• Verilen Görev A: İmanla ölme meselesini ele alan yazının "Bir Müslüman’ın en" ifadesiyle başlayıp "en önemli meseledir." ifadesine kadar süren bölümünü kelimesi kelimesine aktarınız.

________________

Erdem Yazaroğlu

Erdem Yazaroğlu

EN BÜYÜK MESELE

Bir Müslüman’ın en büyük meselesi son nefesinde imanla kabre girmek meselesidir. Çünkü, her Müslüman’ın başına zemin yüzü kadar büyüklüğünde sonsuz bir Cenneti kazanmak veya kaybetmek davası açılmış. Bu asırda bu davayı kazanmak çok zorlaşmış. Çünkü; his, hevesat, kötü arkadaş, uygunsuz çevre, kitle ve iletişim araçlarının günahlara hizmet etmesiyle bu davayı kazanmak oldukça zorlaşmış. O yüzden son nefesinde imanla ölmek ve kabre imanla girmek meselesi, bir Mü’min’in en büyük meseledir. İmanı elde etmek kolaydır, elde tutmak oldukça zordur ve en önemli meseledir.

İnsan nasıl yaşarsa öyle ölür, nasıl ölürse öyle dirilir. Nasıl dirilirse de öyle haşrolur.

________________

• Verilen Görev B: Aşağıdaki satırlardan "instance" dizesinin geçtiği her birini tespit ederek olduğu gibi yazınız.

________________

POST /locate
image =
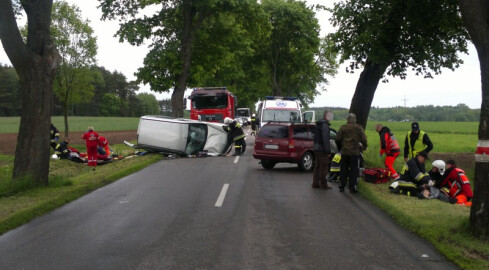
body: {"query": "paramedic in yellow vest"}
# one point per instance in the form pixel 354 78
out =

________________

• Eksiksiz Yanıt A:
Bir Müslüman’ın en büyük meselesi son nefesinde imanla kabre girmek meselesidir. Çünkü, her Müslüman’ın başına zemin yüzü kadar büyüklüğünde sonsuz bir Cenneti kazanmak veya kaybetmek davası açılmış. Bu asırda bu davayı kazanmak çok zorlaşmış. Çünkü; his, hevesat, kötü arkadaş, uygunsuz çevre, kitle ve iletişim araçlarının günahlara hizmet etmesiyle bu davayı kazanmak oldukça zorlaşmış. O yüzden son nefesinde imanla ölmek ve kabre imanla girmek meselesi, bir Mü’min’in en büyük meseledir. İmanı elde etmek kolaydır, elde tutmak oldukça zordur ve en önemli meseledir.

• Eksiksiz Yanıt B:
# one point per instance in the form pixel 354 78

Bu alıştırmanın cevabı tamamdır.